Data section:
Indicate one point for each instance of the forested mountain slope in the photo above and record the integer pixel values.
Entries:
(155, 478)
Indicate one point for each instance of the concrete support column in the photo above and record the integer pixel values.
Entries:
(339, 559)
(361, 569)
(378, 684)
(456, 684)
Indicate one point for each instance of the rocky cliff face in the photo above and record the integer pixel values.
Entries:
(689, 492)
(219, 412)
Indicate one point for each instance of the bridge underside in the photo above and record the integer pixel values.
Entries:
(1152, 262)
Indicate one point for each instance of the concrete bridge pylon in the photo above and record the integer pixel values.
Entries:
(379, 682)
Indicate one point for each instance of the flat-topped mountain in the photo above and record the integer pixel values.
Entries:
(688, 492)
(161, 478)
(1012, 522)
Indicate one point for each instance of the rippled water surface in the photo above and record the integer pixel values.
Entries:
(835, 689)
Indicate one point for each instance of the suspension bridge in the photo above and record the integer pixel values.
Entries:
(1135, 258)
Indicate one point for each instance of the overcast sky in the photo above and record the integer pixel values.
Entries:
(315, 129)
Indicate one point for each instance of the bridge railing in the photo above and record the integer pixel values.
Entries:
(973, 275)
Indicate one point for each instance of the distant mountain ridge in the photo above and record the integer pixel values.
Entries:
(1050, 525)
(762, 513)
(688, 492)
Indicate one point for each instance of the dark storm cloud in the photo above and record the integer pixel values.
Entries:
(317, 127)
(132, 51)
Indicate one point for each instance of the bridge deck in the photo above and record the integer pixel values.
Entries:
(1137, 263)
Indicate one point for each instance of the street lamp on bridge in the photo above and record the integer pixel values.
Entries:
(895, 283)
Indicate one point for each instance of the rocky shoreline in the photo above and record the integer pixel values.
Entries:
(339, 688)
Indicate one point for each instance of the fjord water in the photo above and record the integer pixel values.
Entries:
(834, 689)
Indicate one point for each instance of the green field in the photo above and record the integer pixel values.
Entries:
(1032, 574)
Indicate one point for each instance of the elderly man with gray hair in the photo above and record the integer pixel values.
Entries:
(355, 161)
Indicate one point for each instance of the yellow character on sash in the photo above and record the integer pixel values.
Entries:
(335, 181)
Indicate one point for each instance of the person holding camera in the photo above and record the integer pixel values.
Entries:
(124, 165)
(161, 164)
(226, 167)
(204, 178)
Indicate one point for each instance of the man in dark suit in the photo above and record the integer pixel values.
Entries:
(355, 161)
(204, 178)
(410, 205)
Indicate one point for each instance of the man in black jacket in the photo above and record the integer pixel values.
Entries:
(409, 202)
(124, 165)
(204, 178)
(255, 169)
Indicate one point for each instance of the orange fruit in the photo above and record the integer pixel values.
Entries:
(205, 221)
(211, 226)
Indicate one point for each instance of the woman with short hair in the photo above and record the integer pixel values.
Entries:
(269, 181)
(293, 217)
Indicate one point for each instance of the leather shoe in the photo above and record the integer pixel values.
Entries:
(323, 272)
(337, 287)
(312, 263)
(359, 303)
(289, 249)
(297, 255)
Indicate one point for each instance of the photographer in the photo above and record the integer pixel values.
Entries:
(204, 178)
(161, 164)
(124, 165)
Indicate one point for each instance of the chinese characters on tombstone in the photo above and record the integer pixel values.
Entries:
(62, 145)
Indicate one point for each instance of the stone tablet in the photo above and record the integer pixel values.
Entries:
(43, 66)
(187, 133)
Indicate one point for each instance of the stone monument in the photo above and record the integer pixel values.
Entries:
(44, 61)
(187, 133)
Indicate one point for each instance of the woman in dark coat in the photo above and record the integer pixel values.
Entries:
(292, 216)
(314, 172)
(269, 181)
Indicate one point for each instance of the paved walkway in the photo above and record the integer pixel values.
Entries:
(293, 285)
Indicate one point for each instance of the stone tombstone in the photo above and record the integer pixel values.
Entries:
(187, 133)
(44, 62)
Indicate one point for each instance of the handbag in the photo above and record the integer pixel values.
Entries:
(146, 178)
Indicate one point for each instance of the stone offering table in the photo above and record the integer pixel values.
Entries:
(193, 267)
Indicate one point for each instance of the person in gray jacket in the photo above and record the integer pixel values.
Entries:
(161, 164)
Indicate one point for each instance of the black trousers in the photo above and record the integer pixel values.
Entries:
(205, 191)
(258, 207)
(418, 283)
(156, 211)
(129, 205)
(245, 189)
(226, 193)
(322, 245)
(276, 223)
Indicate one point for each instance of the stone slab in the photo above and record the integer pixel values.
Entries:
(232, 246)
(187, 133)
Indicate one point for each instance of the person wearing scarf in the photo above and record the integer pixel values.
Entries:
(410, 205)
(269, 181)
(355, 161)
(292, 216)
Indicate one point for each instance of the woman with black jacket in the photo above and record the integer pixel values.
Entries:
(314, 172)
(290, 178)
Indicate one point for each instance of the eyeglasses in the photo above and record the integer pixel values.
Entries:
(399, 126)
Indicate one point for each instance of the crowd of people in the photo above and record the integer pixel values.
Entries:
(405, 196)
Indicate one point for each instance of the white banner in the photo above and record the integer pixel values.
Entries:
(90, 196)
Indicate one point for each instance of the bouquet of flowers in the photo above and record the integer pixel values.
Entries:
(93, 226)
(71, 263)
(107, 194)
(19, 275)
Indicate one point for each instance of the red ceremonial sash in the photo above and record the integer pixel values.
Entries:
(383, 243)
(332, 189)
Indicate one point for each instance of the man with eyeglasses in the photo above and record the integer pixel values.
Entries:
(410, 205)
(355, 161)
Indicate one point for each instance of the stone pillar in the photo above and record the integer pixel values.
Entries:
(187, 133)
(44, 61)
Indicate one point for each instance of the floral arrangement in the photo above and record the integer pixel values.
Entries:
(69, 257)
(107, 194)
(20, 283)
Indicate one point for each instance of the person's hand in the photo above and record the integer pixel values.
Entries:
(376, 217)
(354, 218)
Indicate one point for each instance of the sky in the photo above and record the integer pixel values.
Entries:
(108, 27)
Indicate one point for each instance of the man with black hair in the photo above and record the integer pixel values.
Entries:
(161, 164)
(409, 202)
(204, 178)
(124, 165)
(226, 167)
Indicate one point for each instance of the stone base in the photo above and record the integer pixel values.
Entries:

Your instructions:
Copy out the lines above word for word, starting at the line containing "Indicate one point for each instance of the bridge deck" and ending at the line containing "(1032, 574)".

Output of the task:
Indicate one point for each instance of the bridge deck in the photo above and record the integer pixel values.
Entries:
(1137, 263)
Indicate one point for each instance of the street lamp on bridge in the photo above and record the integer pixel values.
Entries:
(895, 283)
Indicate one point for each instance of the rocky shoreline in the photo above and record the integer pixel values.
Entries:
(339, 688)
Indicate one point for each instance of the fjord water in the photo above and record the integer pixel values.
Entries:
(834, 689)
Indicate one point for each instance of the green field in the photo above and record the integer pixel values.
Entries:
(1032, 574)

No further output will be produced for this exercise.